-- Start of Document text --
I feel like there is two of me right now. Two - and I don't know which one to really pay attention to. The first, is my heart. The other... is my head. And I need to find a way to merge the two. Is my heart too trusting? Too vulnerable? Too willing to look at my life through rose colored glasses? Or is my head too jaded? Too cynical? Too determined to find fault in everything that SEEMS to be going the way I want it too?
My heart sees how loving he has been the past few days. My heart has enjoyed his company so deeply. I have been wondering if he has a new cologne... his scent has just been intoxicating. I don't want this to end... I am craving his closeness. It has felt honeymoon-ish. I have found myself opening up to him... in ways I realize I should have before our implosion. Last night, he told me he loved me. Without being prompted. It wasn't a "I love you too..." - no - HE chose to say it. And that made me feel SO good, and happy.
My head.... my head likes to get in the way. I don't know when I should listen. When I should question...
My head wants an apology. My head wants reassurance he has cut all ties with her. My head made my heart ache when, until last night - I would tell him "I love you" - just to hear a long pause before I got a response. My head threw this wrench into my gut this morning... he was in his car, going down the driveway... and he realized he forgot his phone. He asked me to go get it... "it is upstairs, plugged in, hidden under the covers...." - And it was. Hidden? Odd choice of words. I asked him about it - he said it was so he couldn't hear it ring from the shower... it "distracts him" - that just didn't sound right to me. I checked the phone records. He has a lot of 10 & 11 pm text messages. My head insists they could not all be from me... the times and dates don't seem to add up. My heart wants to make them add up.......... my heart wants to say that doesn't mean they are from her... What am I to believe? This is where my craving for his reassurance comes in.
-- End of Document text --
-- Start of Dataset --
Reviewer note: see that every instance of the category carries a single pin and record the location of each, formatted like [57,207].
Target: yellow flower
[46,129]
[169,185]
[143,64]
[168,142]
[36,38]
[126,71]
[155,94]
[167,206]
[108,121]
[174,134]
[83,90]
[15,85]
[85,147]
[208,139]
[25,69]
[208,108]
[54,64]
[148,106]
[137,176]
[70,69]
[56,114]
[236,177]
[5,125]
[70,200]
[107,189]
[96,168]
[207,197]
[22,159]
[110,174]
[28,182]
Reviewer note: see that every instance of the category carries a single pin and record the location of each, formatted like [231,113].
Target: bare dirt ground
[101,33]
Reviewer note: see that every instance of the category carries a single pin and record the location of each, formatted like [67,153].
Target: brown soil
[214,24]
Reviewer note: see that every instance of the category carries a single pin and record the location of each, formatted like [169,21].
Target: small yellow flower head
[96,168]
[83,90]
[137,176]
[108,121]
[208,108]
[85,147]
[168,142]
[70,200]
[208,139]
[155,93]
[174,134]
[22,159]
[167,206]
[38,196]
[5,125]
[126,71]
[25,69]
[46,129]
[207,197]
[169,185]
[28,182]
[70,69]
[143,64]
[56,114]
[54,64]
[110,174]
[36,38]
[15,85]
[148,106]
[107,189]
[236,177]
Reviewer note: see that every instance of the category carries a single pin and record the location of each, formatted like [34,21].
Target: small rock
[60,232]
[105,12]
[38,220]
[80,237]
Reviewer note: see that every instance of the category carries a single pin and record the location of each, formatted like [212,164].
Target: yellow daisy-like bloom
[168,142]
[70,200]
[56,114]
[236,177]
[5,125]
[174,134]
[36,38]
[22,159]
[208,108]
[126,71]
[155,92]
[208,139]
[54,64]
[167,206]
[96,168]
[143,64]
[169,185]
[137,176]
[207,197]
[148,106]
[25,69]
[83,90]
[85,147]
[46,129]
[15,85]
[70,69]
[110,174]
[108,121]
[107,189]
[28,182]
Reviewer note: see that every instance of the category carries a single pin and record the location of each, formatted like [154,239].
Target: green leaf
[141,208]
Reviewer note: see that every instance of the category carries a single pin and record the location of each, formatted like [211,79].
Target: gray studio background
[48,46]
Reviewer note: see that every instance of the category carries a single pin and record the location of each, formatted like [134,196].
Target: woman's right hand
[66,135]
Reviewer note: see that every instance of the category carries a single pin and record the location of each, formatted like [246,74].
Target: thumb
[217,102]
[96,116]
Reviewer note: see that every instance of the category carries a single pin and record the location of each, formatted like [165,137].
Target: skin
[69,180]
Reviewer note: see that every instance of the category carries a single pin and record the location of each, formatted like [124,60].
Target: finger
-- End of Dataset --
### Required work
1 – Copy the passage about the heart and the head from "My heart sees" up to and including "good, and happy.".
2 – In the passage about the heart and the head, what reason did he give for leaving his phone hidden under the covers?
3 – Go on with the passage about the heart and the head, starting right after its last sentence.

### Expected outputs
1 –
My heart sees how loving he has been the past few days. My heart has enjoyed his company so deeply. I have been wondering if he has a new cologne... his scent has just been intoxicating. I don't want this to end... I am craving his closeness. It has felt honeymoon-ish. I have found myself opening up to him... in ways I realize I should have before our implosion. Last night, he told me he loved me. Without being prompted. It wasn't a "I love you too..." - no - HE chose to say it. And that made me feel SO good, and happy.

2 – He said it was so he couldn't hear it ring from the shower, because it distracts him.

3 –
This is where I find myself so upset that - initially, instead of coming to ME with his issues... he found another woman. So, now instead of just having our issues to patch up - we have trust to rebuild. I don't know how to do this again. I can... and I will. I just need him to work on it with me. And I fear saying that to him. Things have felt SO GOOD the past few days. I don't want ANYTHING to damage what I have felt with him this week.
So... there is my dilemma.
Tonight will be nice... we are going to stay up late and watch the Perseid Meteors. Maybe I can find a blanket I don't mind getting dirty, and we can actually lay in the yard on the grass. I am looking forward to it...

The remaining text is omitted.